Task directions => According to the article below on cities struggling to house migrants, how many emergency sites is New York City using to house them?

Document section =>
++++++++++

New York City is reportedly considering housing migrants at Riker’s Island prison facilities as the city struggles to find appropriate accommodations for new arrivals.
Officials in some southern cities said they have not seen an expected rise in crossings that was expected following the end of Title 42 — a controversial Trump-era policy from the start of the COVID-19 pandemic which allowed authorities to swiftly turn away migrants encountered at the U.S.-Mexico border.
But cities where many of these migrants are bussed from southern states to are reaching capacities that threaten budgets and are straining resources.
Here’s a look at some of the most critical hotspots.
The View From New York City
With the Rikers Island move not yet official, authorities are currently housing migrants across 150 emergency sites, mostly hotels, across all five city boroughs. About 50% of these rooms are now occupied, and that number is expected to rise in the coming weeks.
Gov. Kathy Hochul is also considering moving migrants to upstate counties, but some local authorities in these counties are suing New York City, saying they are not responsible for accommodating migrants.
The View From Chicago
Nonprofits and churches in Chicago have been carrying the weight of migrant accommodations, according to multiple local news reports, with the city so far lacking a structured system to help new arrivals. Some city lawmakers say that despite allocating $20 million per month to helping with the crisis, many are unaware where the money is being spent.
Mayor Brandon Johnson has spent his first few days in office visiting many migrant respite centers, but he has so far not offered any new ideas or proposals on how to mitigate the crisis.
The View From Washington, D.C.
Border states like Texas have sent over 170 busses of migrants to Washington, D.C., since April 2022, a political stunt aimed at angering federal lawmakers.

++++++++++

Material shown =>
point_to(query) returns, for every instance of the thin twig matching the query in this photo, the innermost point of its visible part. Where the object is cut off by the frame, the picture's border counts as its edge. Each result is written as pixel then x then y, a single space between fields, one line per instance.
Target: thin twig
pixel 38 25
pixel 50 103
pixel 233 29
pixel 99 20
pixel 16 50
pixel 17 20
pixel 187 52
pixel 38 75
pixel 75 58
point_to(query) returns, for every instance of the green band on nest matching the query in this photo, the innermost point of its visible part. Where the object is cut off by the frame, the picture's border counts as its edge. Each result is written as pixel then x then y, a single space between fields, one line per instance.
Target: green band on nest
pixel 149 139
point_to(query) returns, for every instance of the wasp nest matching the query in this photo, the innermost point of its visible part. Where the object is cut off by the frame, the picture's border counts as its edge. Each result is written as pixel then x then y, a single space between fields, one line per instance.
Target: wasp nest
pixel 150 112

++++++++++

The completed task => 150 emergency sites, mostly hotels